● PROBLEM DETAILS:
Select every line of the records below that contains the word "window", treating uppercase and lowercase as different, and copy each of those lines.

[Entries from a dataset]

•••••

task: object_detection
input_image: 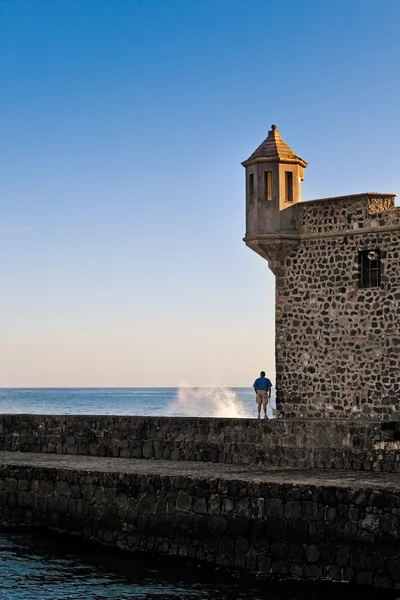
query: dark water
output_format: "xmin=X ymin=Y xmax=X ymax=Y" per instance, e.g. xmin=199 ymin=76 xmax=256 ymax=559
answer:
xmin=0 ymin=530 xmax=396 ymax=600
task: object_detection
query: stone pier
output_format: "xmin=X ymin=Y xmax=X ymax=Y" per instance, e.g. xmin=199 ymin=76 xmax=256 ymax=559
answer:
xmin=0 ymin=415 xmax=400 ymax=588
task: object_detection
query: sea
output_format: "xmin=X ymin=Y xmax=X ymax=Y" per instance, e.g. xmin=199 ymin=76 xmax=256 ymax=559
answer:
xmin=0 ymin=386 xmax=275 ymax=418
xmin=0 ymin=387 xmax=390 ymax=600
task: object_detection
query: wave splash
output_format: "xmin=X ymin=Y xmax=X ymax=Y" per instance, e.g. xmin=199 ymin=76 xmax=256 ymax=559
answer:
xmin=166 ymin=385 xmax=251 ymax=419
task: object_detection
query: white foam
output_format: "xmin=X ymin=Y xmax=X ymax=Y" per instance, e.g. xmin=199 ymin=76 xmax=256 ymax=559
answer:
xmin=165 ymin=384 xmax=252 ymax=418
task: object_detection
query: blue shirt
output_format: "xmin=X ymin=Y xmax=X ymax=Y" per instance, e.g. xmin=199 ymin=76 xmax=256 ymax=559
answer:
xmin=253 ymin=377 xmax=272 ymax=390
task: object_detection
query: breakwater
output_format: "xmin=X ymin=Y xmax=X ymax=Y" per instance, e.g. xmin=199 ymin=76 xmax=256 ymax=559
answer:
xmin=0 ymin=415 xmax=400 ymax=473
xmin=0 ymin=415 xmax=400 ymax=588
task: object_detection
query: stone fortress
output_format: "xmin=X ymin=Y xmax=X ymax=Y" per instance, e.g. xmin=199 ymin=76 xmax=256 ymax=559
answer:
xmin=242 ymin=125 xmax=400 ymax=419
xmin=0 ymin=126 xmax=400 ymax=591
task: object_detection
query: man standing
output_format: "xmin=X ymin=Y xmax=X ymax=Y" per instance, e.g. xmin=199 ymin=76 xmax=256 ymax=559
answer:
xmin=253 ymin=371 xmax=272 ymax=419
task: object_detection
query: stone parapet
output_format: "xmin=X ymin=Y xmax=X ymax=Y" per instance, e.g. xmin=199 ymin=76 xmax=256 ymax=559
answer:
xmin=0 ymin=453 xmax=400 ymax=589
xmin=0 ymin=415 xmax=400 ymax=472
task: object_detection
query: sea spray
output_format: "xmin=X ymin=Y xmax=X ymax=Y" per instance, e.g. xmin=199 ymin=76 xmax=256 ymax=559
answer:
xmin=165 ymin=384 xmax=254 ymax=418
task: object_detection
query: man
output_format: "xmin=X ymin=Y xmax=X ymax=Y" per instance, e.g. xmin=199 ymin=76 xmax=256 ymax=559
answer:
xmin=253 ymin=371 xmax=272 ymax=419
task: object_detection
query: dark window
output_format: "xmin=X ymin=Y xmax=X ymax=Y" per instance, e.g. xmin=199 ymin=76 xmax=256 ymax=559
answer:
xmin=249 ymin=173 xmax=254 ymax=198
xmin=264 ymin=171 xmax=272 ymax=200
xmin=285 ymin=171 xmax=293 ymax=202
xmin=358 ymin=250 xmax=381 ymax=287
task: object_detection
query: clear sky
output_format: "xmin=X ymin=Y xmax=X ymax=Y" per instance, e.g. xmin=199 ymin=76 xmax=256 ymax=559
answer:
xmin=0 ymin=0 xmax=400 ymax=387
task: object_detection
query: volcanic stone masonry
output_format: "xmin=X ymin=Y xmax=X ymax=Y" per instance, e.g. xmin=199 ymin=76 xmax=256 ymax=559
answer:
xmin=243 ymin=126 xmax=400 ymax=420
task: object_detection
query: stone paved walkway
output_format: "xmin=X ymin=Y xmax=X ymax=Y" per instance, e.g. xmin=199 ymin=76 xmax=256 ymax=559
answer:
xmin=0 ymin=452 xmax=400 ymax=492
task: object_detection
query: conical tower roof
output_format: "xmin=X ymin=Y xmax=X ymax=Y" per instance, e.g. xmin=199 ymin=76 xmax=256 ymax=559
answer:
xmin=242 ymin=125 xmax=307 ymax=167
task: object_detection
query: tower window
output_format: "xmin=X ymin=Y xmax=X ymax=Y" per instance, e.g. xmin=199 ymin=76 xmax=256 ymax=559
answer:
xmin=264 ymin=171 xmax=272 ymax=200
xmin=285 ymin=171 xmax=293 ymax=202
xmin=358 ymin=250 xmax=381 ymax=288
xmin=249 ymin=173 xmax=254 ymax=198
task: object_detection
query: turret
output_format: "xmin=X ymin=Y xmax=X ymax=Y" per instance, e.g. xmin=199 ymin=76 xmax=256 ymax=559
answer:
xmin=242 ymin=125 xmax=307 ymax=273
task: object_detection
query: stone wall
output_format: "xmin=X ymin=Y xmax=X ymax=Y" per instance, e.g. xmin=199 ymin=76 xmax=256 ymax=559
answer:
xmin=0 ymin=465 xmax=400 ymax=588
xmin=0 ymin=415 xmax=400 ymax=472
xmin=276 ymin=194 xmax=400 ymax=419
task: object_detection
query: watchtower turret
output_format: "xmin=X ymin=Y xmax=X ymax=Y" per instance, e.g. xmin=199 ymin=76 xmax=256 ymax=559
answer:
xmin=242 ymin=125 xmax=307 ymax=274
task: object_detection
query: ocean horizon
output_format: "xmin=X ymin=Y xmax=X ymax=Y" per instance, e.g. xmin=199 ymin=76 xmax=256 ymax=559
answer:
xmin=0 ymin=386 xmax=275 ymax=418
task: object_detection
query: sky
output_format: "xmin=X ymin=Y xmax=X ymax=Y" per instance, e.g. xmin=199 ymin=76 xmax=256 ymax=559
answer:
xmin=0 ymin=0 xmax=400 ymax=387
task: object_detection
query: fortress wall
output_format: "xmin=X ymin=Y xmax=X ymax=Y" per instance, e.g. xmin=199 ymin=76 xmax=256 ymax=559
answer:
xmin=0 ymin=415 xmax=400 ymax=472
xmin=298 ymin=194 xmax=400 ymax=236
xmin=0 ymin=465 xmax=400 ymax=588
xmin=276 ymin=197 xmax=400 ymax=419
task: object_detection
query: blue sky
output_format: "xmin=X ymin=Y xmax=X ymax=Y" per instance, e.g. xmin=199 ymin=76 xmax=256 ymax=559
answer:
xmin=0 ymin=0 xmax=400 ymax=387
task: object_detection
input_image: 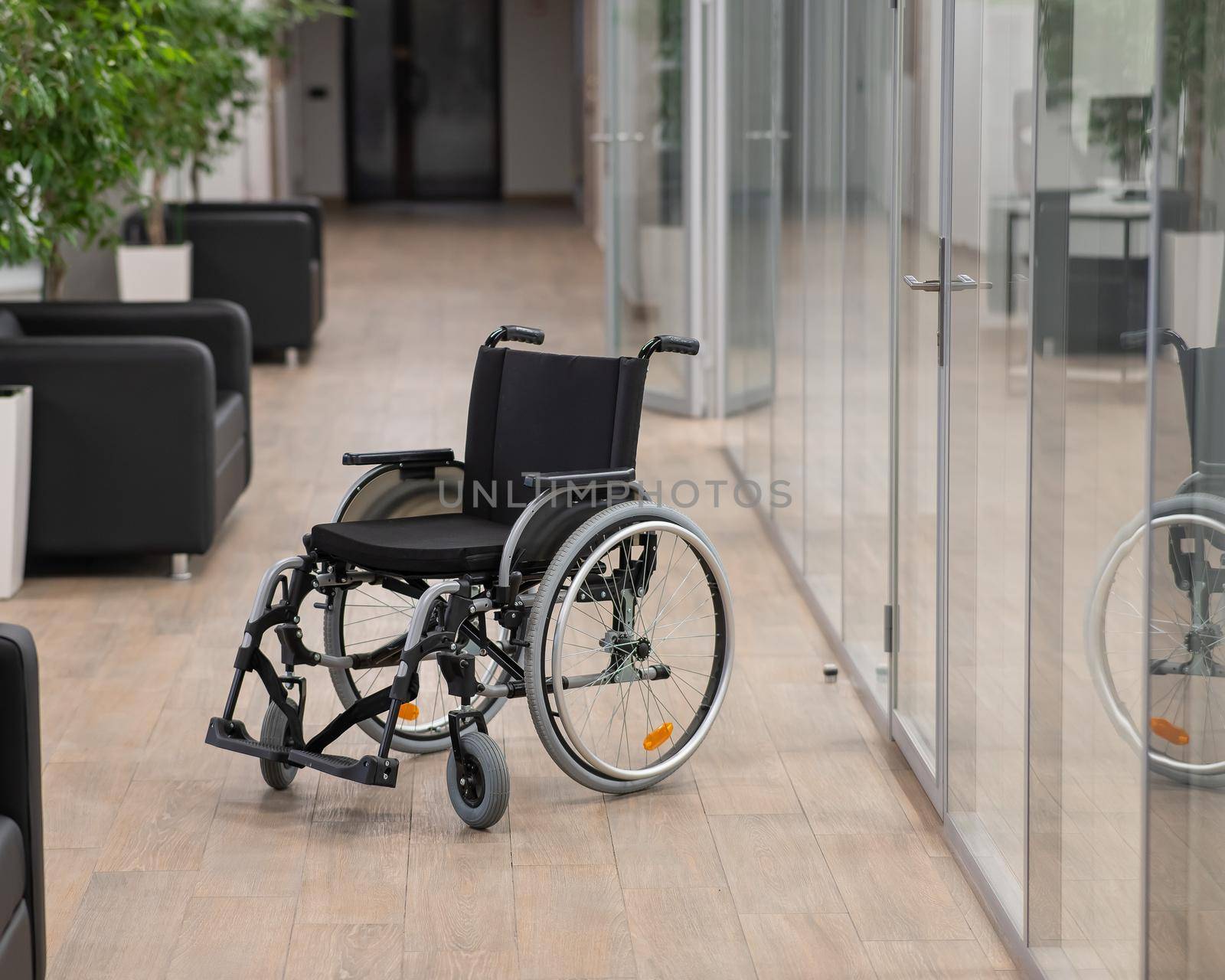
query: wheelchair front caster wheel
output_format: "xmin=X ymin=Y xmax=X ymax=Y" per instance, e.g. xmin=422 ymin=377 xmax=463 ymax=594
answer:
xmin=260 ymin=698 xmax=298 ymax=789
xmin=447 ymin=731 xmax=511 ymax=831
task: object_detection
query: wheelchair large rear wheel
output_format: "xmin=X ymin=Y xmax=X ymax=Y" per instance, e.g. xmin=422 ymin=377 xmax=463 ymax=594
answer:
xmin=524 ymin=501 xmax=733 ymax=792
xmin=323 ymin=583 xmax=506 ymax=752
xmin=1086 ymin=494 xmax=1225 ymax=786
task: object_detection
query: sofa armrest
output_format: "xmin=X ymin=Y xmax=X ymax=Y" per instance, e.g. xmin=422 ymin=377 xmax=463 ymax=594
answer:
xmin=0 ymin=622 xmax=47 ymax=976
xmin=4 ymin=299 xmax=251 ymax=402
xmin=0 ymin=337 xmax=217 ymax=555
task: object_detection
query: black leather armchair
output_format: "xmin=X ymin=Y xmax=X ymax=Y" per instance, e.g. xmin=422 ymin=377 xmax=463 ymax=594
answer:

•••••

● TASK RESPONSE:
query: dark window
query: tower window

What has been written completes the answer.